• What this task involves:
Type the entries out once more. Match them exactly.

• Recorded data:
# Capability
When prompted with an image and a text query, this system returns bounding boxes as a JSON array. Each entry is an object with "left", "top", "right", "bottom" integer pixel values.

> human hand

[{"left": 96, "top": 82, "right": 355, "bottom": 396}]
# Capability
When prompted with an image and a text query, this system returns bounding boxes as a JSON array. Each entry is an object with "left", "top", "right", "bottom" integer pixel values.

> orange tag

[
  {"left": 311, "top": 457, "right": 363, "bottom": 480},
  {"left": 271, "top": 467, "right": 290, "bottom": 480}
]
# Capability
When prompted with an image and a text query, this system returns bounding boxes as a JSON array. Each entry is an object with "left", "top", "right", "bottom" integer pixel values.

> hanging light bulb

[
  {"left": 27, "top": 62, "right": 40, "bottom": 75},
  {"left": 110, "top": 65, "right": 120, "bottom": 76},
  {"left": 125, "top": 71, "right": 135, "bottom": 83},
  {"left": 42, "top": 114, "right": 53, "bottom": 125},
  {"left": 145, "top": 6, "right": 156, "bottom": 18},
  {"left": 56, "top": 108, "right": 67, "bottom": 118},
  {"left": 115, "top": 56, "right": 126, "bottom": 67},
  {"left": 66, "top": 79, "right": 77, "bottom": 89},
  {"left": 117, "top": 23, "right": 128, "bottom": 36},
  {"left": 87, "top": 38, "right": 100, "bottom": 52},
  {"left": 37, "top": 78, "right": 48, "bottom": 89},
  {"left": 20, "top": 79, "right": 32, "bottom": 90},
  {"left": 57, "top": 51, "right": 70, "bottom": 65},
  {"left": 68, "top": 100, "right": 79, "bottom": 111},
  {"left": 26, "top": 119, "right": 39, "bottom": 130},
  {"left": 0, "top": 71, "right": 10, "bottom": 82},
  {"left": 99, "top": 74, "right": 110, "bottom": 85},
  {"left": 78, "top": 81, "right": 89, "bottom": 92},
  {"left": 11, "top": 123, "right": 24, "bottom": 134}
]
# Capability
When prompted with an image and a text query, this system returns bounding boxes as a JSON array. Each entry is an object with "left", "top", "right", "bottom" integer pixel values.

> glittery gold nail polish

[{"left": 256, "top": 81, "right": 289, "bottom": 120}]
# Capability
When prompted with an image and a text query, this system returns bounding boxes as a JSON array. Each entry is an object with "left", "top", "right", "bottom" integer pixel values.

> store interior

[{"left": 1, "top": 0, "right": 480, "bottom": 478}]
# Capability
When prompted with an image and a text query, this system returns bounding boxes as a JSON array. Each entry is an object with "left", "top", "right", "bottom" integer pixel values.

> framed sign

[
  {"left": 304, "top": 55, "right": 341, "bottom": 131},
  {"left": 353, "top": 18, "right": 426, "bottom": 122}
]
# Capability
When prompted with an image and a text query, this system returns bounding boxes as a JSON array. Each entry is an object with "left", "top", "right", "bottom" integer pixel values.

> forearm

• Written answer:
# Capability
When prompted with an image and a text query, this system returns bounding boxes as a JSON array. Each entry is an object with "left", "top", "right", "bottom" integer pixel values.

> human hand

[{"left": 96, "top": 82, "right": 355, "bottom": 396}]
# Capability
When prompted with an image and a text query, this system returns bounding boxes as a JSON array. Each entry is an object with "left", "top", "right", "bottom" integer pixel values.

> orange tag

[
  {"left": 311, "top": 457, "right": 363, "bottom": 480},
  {"left": 271, "top": 467, "right": 290, "bottom": 480}
]
# Capability
When prompted with an image and a text query, this system returns bounding boxes as a JSON array. Each entry is an object with "left", "top", "right", "bottom" integer pixel values.

> hanging light bulb

[
  {"left": 27, "top": 62, "right": 40, "bottom": 75},
  {"left": 110, "top": 65, "right": 120, "bottom": 76},
  {"left": 125, "top": 71, "right": 135, "bottom": 83},
  {"left": 42, "top": 114, "right": 53, "bottom": 125},
  {"left": 145, "top": 6, "right": 156, "bottom": 18},
  {"left": 56, "top": 108, "right": 67, "bottom": 118},
  {"left": 115, "top": 56, "right": 126, "bottom": 67},
  {"left": 66, "top": 79, "right": 77, "bottom": 89},
  {"left": 117, "top": 23, "right": 128, "bottom": 36},
  {"left": 87, "top": 38, "right": 100, "bottom": 52},
  {"left": 37, "top": 78, "right": 48, "bottom": 89},
  {"left": 20, "top": 79, "right": 32, "bottom": 90},
  {"left": 57, "top": 51, "right": 70, "bottom": 65},
  {"left": 68, "top": 100, "right": 79, "bottom": 111},
  {"left": 26, "top": 119, "right": 39, "bottom": 130},
  {"left": 0, "top": 71, "right": 10, "bottom": 82},
  {"left": 99, "top": 74, "right": 110, "bottom": 85},
  {"left": 78, "top": 81, "right": 89, "bottom": 92},
  {"left": 11, "top": 123, "right": 24, "bottom": 134}
]
# Capability
When prompted with an image and a text query, this system returns bounding boxes as a JSON array. Each entry is an object with "left", "top", "right", "bottom" integer pixel values.

> glittery gold nail polish

[{"left": 256, "top": 81, "right": 289, "bottom": 120}]
# Capability
When prompted with an image and a text query, this system returns bounding boxes as a JSON array. Each entry is an object with "left", "top", "right", "bottom" integer pixel values.

> store interior

[{"left": 1, "top": 0, "right": 480, "bottom": 478}]
# Capability
When prompted with an image and a text query, this system returns bounding boxes as a JSON array. Each entry is an object with "left", "top", "right", "bottom" integer pixel values.

> framed sign

[
  {"left": 304, "top": 55, "right": 341, "bottom": 131},
  {"left": 353, "top": 18, "right": 426, "bottom": 122}
]
# Capability
When prompted with an image and a text query, this system returns bounding boxes as a JSON array. Each entry is an object with "left", "top", "right", "bottom" integer pixel values.

> forearm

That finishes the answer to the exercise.